[Point placement records]

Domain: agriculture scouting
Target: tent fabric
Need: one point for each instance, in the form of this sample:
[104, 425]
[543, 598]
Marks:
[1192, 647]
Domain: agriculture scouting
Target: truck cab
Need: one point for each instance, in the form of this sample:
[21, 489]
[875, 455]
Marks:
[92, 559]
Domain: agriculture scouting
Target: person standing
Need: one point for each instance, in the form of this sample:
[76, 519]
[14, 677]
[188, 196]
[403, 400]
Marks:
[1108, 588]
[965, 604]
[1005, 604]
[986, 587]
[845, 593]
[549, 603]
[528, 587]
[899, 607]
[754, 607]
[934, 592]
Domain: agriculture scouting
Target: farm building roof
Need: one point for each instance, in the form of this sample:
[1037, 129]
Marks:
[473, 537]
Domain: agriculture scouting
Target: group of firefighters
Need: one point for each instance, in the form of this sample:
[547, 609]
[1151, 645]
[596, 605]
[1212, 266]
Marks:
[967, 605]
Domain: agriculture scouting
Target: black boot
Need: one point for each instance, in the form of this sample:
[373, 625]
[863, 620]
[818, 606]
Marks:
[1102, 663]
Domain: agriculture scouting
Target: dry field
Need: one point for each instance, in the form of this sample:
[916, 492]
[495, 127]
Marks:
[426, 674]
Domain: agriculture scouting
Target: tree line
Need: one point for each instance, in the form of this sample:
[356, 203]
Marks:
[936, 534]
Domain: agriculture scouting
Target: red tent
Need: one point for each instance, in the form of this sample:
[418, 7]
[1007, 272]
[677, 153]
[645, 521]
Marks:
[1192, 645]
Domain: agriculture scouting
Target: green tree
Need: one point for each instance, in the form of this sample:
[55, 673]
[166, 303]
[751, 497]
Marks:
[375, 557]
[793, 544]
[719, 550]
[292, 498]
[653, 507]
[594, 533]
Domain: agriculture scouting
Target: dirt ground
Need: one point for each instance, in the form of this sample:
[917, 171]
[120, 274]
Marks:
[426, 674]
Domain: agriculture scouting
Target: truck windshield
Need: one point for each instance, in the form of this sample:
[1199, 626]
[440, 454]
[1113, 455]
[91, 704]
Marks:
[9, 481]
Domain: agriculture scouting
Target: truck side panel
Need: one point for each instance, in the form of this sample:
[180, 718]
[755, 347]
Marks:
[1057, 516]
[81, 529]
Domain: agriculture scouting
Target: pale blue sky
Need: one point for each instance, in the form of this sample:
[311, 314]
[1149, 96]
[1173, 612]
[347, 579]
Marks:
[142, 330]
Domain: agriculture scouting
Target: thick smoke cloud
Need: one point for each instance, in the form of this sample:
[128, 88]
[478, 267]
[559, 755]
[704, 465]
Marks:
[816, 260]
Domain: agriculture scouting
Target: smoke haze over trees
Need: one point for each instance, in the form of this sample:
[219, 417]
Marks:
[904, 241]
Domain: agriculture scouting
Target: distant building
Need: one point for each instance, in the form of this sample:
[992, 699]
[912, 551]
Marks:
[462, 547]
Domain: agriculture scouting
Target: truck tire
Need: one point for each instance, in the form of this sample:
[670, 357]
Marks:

§ Problem requirements: Transcribe every entry exactly, omitting nothing.

§ Exercise result:
Domain: agriculture scouting
Target: tent fabric
Need: one point for each instance, in the form of this sample:
[104, 425]
[543, 598]
Marks:
[1192, 647]
Domain: agriculture scouting
Target: truck cab
Need: one point for each instance, in the form of this sample:
[21, 489]
[875, 455]
Marks:
[92, 559]
Domain: agriculture scouting
Target: person standing
Need: one point for each instance, in the form of this sample:
[76, 519]
[14, 677]
[188, 196]
[403, 400]
Marks:
[1108, 588]
[965, 604]
[1005, 604]
[986, 587]
[845, 593]
[549, 603]
[528, 587]
[899, 607]
[754, 607]
[934, 592]
Domain: agriculture scouting
Target: farm building roof
Need: one point for each instance, in the form of this sample:
[1037, 129]
Marks:
[473, 537]
Domain: agriculture scouting
Target: group of firefighters
Need: one point for each instance, in the form of this sample:
[547, 609]
[1151, 645]
[596, 605]
[1212, 266]
Marks:
[967, 605]
Domain: agriculture scouting
Target: black boot
Need: one point for each instance, in the form of this sample:
[373, 625]
[863, 620]
[818, 606]
Marks:
[1102, 663]
Domain: agriculture scouting
Target: dry field
Need: one point for each instance, in the form of this sample:
[916, 492]
[495, 127]
Marks:
[426, 674]
Domain: agriculture scouting
Target: tree line
Need: one point for each instance, in the form of this sample:
[356, 203]
Marks:
[936, 534]
Domain: agriculture scouting
Target: red tent
Need: one point for each instance, in the form of this sample:
[418, 7]
[1007, 272]
[677, 153]
[645, 521]
Marks:
[1192, 645]
Domain: agriculture scouting
Target: green tree
Need: one point for each instance, in the form of this sample:
[55, 673]
[166, 303]
[751, 497]
Marks:
[375, 557]
[793, 544]
[719, 550]
[292, 498]
[653, 507]
[594, 533]
Domain: agriculture scouting
Target: dirt ground
Need: one point for each instance, in the form of this sample:
[917, 171]
[120, 274]
Marks:
[426, 674]
Domain: agriculture scouting
Target: truck windshield
Need: one point for each instance, in the form of this sample:
[1199, 626]
[440, 454]
[1113, 455]
[91, 704]
Marks:
[9, 481]
Domain: agriculture scouting
Target: truck side panel
Need: one point for each instance, in the form of this sample:
[180, 718]
[755, 347]
Marks:
[1057, 516]
[81, 529]
Domain: agriculture scouting
Target: pale blue sky
Need: one point for each instance, in the form of this sample:
[311, 314]
[1149, 96]
[1173, 612]
[347, 579]
Marks:
[142, 330]
Domain: agriculture scouting
Target: thick smoke cloud
Need: one point for each instance, in the form of this sample:
[128, 88]
[478, 267]
[559, 755]
[704, 465]
Marks:
[816, 260]
Domain: agriculture scouting
Target: smoke haze over trees
Need: one point for each instance, in the form of this sample:
[219, 417]
Marks:
[904, 241]
Domain: agriculture scouting
Target: distant building
Need: one point for each instance, in the form of this sample:
[992, 699]
[912, 551]
Marks:
[462, 547]
Domain: agriculture scouting
Target: truck tire
Need: one point for each instance, in the form of this sample:
[670, 357]
Marks:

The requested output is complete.